■ **Source passage**
This pattern is common for dashboards and reports.

For counts, you may also see:

Code
COUNT(CASE WHEN Status = N'Completed' THEN 1 END) AS CompletedOrders

This works because COUNT(expression) counts non-null expressions. The SUM(CASE...) version is often clearer when the result is numeric and explicit.

Grouping By Expressions

You can group by expressions, not only raw columns.

Code
SELECT
    CAST(OrderDate AS date) AS OrderDay,
    COUNT(*) AS OrderCount
FROM dbo.Orders
GROUP BY CAST(OrderDate AS date);

This returns one row per calendar day.

Be careful with performance. Applying functions to a column can make filtering less efficient if used in WHERE.

Less efficient filter:

Code
WHERE CAST(OrderDate AS date) = '2026-06-19'

Often better:

Code
WHERE OrderDate >= '20260619'
  AND OrderDate <  '20260620'

Then group by the date expression if needed for display.

Grouping NULL Values

When a grouping column contains NULL, SQL Server groups all NULL values together.

Code
SELECT
    Region,
    COUNT(*) AS CustomerCount
FROM dbo.Customers
GROUP BY Region;

Rows with Region IS NULL appear as one group where Region is NULL.

If you want a display label, use a separate expression:

Code
SELECT
    COALESCE(Region, N'Unknown') AS RegionName,
    COUNT(*) AS CustomerCount
FROM dbo.Customers
GROUP BY COALESCE(Region, N'Unknown');

Be cautious: replacing NULL with a label can merge true unknowns with a real value if that label also exists in the data.

Aggregates and NULL Values

Most aggregate functions ignore NULL values. COUNT(*) is the major exception because it counts rows.

Code
SELECT
    COUNT(*) AS RowsInGroup,
    COUNT(ShippedAtUtc) AS ShippedRows,
    MIN(ShippedAtUtc) AS FirstShippedAt,
    MAX(ShippedAtUtc) AS LastShippedAt
FROM dbo.Orders;

If ShippedAtUtc is nullable, COUNT(ShippedAtUtc) counts only shipped rows.

This can be useful, but it must be intentional.

HAVING Without GROUP BY

HAVING is usually used with GROUP BY, but SQL can also apply it to a single implicit group.

Code
SELECT COUNT(*) AS OrderCount
FROM dbo.Orders
HAVING COUNT(*) > 0;

This returns the aggregate row only if the aggregate condition is true. It is less common in application code but useful to understand for interviews.

ROLLUP, CUBE, and GROUPING SETS

SQL Server supports extended grouping options for subtotal and reporting queries.

ROLLUP produces hierarchical totals:

Code
SELECT
    Region,
    SalesPersonId,
    SUM(TotalAmount) AS Revenue
FROM dbo.Orders
GROUP BY ROLLUP (Region, SalesPersonId);

GROUPING SETS lets you specify exact grouping combinations:

Code
SELECT
    Region,
    Status,
    SUM(TotalAmount) AS Revenue
FROM dbo.Orders
GROUP BY GROUPING SETS
(
    (Region, Status),
    (Region),
    ()

■ **Instructions**
(A) According to the SQL grouping passage, what does SQL Server do with NULL values in a grouping column?
(B) Summarize the SQL grouping passage in two sentences.
(C) Decide whether each statement agrees with the SQL grouping passage, answering yes or no and quoting the words that settle it: (i) COUNT(expression) counts only non-null expressions. (ii) Applying functions to a column in WHERE makes filtering more efficient. (iii) HAVING can be used only together with GROUP BY.
The records that follow are separate material and are not connected to the SQL grouping passage.

■ **Data supplied**
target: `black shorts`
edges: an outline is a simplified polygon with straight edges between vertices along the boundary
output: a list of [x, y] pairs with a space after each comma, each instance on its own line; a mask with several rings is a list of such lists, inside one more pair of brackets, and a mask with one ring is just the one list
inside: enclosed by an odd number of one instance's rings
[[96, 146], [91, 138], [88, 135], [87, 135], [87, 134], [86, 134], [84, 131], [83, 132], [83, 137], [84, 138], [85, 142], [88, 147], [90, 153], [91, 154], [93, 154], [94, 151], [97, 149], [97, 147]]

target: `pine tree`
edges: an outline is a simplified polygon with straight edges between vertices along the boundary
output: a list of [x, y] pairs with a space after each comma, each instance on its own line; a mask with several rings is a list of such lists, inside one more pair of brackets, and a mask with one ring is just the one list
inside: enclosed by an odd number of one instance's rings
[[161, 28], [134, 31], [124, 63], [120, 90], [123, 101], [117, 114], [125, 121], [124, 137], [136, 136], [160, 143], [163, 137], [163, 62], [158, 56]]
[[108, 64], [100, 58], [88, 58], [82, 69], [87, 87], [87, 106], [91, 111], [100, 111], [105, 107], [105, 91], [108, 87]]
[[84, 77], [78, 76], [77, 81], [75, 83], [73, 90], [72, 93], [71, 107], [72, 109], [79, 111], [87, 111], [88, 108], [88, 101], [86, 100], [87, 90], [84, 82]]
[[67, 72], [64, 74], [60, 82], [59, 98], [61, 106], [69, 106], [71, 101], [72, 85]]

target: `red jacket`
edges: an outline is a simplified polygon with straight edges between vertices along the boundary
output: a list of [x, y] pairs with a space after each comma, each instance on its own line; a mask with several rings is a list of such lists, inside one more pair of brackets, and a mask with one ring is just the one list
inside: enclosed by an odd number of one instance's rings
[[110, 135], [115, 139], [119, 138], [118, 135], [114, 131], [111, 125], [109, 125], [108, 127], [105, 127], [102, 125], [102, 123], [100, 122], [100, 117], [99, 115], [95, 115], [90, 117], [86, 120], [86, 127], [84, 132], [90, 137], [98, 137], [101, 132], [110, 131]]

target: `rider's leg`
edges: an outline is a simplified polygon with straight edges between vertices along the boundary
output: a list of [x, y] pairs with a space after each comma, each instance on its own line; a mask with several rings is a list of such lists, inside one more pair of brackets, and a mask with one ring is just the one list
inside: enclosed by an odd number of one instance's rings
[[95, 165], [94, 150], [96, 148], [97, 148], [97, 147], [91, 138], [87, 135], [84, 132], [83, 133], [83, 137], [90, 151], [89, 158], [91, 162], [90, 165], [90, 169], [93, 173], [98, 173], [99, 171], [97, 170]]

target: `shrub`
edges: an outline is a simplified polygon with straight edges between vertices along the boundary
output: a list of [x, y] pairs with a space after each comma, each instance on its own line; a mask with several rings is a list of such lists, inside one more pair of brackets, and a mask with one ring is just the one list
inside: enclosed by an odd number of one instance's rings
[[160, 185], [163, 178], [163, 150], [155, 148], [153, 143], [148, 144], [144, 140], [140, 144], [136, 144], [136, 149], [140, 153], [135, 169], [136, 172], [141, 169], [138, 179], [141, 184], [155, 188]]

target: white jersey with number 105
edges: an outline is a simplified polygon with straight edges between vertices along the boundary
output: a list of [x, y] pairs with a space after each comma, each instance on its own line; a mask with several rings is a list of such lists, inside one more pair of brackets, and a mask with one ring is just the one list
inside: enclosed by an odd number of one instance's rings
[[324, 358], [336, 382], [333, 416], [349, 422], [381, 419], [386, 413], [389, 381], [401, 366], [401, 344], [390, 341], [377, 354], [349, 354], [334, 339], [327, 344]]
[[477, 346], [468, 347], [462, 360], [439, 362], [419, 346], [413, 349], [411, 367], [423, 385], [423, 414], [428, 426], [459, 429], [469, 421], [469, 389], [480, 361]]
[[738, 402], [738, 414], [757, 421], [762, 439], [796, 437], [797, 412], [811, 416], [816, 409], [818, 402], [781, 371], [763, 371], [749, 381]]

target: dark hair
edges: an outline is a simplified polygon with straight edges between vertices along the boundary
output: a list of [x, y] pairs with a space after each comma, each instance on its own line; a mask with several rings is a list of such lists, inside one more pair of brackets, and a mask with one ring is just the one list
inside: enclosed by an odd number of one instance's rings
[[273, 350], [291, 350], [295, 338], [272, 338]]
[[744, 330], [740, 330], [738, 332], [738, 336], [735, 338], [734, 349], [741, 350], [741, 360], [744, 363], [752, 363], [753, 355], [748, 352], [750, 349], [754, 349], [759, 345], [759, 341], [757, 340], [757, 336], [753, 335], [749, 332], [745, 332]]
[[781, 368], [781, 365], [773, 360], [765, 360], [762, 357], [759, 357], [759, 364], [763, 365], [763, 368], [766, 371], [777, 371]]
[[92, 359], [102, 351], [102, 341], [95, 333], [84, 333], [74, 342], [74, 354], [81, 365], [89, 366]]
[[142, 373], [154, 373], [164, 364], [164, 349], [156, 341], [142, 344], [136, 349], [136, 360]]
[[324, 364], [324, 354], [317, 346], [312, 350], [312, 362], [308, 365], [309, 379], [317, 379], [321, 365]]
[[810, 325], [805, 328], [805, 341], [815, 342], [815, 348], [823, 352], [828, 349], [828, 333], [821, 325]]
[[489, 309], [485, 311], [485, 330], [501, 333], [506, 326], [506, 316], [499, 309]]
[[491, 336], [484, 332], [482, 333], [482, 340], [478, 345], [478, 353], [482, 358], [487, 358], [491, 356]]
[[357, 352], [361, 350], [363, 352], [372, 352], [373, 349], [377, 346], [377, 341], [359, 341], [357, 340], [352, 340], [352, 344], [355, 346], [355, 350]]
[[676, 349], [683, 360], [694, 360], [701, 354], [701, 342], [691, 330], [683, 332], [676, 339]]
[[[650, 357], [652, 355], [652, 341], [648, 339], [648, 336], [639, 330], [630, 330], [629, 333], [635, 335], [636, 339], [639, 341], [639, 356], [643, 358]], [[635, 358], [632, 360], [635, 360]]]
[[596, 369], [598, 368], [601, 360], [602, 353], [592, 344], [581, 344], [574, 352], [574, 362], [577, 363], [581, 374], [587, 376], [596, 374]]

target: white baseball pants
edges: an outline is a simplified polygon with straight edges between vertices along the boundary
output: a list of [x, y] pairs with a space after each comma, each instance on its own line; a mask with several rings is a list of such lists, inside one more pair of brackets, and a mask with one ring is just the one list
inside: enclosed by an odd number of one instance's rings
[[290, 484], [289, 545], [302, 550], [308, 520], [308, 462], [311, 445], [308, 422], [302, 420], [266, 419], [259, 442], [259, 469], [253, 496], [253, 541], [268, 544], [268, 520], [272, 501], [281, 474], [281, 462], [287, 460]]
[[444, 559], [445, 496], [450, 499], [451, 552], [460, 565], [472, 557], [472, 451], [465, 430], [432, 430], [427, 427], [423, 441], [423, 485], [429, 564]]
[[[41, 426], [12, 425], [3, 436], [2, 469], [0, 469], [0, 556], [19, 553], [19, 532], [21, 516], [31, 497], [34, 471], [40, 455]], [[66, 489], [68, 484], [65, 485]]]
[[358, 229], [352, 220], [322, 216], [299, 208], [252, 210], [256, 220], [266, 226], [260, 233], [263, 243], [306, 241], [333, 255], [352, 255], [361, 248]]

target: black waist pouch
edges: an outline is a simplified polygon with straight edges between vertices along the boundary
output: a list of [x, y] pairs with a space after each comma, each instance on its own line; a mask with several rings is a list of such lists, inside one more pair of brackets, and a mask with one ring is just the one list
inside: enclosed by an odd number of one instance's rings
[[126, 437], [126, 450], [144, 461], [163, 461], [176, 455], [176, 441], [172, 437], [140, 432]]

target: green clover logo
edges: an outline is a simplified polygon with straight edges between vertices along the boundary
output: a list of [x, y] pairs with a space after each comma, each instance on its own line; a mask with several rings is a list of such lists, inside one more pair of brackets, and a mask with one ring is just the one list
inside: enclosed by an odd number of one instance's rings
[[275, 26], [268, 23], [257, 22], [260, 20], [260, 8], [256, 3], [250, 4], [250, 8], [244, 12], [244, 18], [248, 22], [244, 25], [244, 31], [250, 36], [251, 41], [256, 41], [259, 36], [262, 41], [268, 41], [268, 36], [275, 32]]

■ **Complete answers**
(A) SQL Server groups all NULL values together.

(B) The SQL grouping passage explains that queries can group by expressions as well as raw columns, that SQL Server groups all NULL values together, and that most aggregate functions ignore NULL values while COUNT(*) counts rows. It also shows HAVING applied to a single implicit group and introduces ROLLUP and GROUPING SETS as extended grouping options for subtotal and reporting queries.

(C)
(i) Yes: "This works because COUNT(expression) counts non-null expressions."
(ii) No: "Applying functions to a column can make filtering less efficient if used in WHERE."
(iii) No: "HAVING is usually used with GROUP BY, but SQL can also apply it to a single implicit group."